**Liste des consignes:**
a – Pouvez-vous recopier à l'identique le passage du texte sur les défenseurs des droits humains en Colombie qui commence par « Au cours de » et se termine par « à Puerto Santander. » ?
b – Que pourrait-on écrire ensuite dans le texte sur les défenseurs des droits humains en Colombie ? Rédigez la suite en commençant après sa dernière phrase.

Erika Guevara-Rosas, directrice du programme Amériques à Amnesty International
« Les autorités colombiennes ne doivent pas laisser les défenseur·e·s des droits humains subir des attaques et des menaces. L’État se doit de maintenir ses programmes de protection et de développer des stratégies de protection collective pour les communautés à risque, tout en mettant en œuvre des mesures de prévention pour contenir l’épidémie de COVID-19. »
Amnesty International a reçu des informations selon lesquelles les mesures de protection accordées par l’Unité nationale de protection à deux défenseurs au moins ont été limitées ces derniers jours. Le premier, en raison de la réduction du nombre de ses gardes du corps, a été contraint de se réfugier dans la clandestinité par peur d’être attaqué par les groupes armés qui le menacent en raison de son travail en faveur des droits humains. Le second ne bénéficie plus de patrouilles nocturnes, ce qui l’expose à des risques d’attaques.
Le 24 mars, Amnesty International a publié une série de recommandations aux États des Amériques afin que leurs réponses à la COVID-19 respectent leurs obligations internationales en termes de droits humains. Les experts de l’ONU ont également fait savoir aux États que les mesures prises dans le cadre de la pandémie ne devaient pas servir à réduire au silence les défenseur·e·s des droits humains.
Au cours de la semaine dernière, au moins six dirigeant·e·s de la société civile et défenseur·e·s des droits humains ont été tués en Colombie. Le 19 mars, Ivo Humberto Bracamonte Quiroz, conseiller de Puerto Santander et directeur du site d’informations en ligne NPS, a été tué alors qu’il faisait de l’exercice dans le quartier de Beltranía, à Puerto Santander.

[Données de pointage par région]

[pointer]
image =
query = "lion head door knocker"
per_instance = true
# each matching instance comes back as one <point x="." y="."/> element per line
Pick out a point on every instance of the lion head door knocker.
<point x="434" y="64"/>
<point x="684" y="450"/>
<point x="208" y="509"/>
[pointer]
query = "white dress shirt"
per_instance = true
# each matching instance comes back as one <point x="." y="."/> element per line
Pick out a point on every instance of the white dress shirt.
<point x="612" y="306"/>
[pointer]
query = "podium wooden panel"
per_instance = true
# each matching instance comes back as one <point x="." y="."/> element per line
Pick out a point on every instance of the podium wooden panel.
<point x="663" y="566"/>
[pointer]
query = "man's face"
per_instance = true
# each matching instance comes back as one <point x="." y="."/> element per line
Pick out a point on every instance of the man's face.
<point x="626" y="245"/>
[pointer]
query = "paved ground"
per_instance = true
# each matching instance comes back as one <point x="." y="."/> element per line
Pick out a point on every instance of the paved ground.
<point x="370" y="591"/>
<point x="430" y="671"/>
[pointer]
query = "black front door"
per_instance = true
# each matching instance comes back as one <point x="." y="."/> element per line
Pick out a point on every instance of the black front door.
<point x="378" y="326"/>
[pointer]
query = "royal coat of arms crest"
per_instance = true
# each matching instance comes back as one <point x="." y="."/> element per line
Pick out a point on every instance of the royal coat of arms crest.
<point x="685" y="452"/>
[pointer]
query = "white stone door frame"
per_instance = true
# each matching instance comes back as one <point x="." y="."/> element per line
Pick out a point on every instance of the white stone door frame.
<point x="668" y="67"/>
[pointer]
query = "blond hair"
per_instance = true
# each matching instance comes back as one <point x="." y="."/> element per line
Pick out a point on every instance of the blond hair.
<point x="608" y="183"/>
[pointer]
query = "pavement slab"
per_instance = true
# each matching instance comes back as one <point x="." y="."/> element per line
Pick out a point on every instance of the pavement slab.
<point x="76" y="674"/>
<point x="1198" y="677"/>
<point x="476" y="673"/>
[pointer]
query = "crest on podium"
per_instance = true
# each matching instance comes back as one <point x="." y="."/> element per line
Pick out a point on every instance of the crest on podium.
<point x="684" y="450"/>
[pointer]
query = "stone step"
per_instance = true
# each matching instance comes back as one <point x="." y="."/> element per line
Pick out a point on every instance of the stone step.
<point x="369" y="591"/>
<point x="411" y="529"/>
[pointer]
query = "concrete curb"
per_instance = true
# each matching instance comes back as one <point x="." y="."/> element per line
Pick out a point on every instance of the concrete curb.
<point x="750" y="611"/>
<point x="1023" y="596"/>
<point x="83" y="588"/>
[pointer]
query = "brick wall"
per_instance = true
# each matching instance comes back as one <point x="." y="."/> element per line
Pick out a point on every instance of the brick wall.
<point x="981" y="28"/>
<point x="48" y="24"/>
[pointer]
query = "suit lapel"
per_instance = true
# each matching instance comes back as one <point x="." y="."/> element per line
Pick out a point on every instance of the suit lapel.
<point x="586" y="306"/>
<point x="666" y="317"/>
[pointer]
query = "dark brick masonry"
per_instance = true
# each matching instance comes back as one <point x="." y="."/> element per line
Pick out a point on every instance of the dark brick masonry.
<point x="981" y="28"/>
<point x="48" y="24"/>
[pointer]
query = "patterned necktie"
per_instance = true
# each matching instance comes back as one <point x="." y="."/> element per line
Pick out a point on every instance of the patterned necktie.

**Réponses par numéro:**
a –
Au cours de la semaine dernière, au moins six dirigeant·e·s de la société civile et défenseur·e·s des droits humains ont été tués en Colombie. Le 19 mars, Ivo Humberto Bracamonte Quiroz, conseiller de Puerto Santander et directeur du site d’informations en ligne NPS, a été tué alors qu’il faisait de l’exercice dans le quartier de Beltranía, à Puerto Santander.

b –
Le 19 mars également, trois hommes armés ont tué Marco Rivadeneira, dirigeant des communautés de petits paysans (campesino) dans le département du Putumayo et membre de la Table ronde nationale de garanties (Mesa Nacional de Garantías). Ils l’ont embarqué lors d’une réunion de petits paysans dans le quartier de Nueva Granada, à Puerto Asís.
Le même jour, Angel Ovidio Quintero Gonzalez, dirigeant de la société civile et président du conseil de la municipalité de San Francisco, dans le département d’Antioquia, a lui aussi été assassiné. Le maire de San Francisco a annoncé qu’Angel Ovidio Quintero Gonzalez avait été la cible de tirs et, bien qu’il soit parvenu à s’enfuir, son corps a été retrouvé quelques heures plus tard dans un fleuve.
Les autorités colombiennes ne doivent pas laisser les défenseur·e·s des droits humains subir des attaques et des menaces. L’État se doit de maintenir ses programmes de protection et de développer des stratégies de protection collective pour les communautés à risque, tout en mettant en œuvre des mesures de prévention pour contenir l’épidémie de COVID-19.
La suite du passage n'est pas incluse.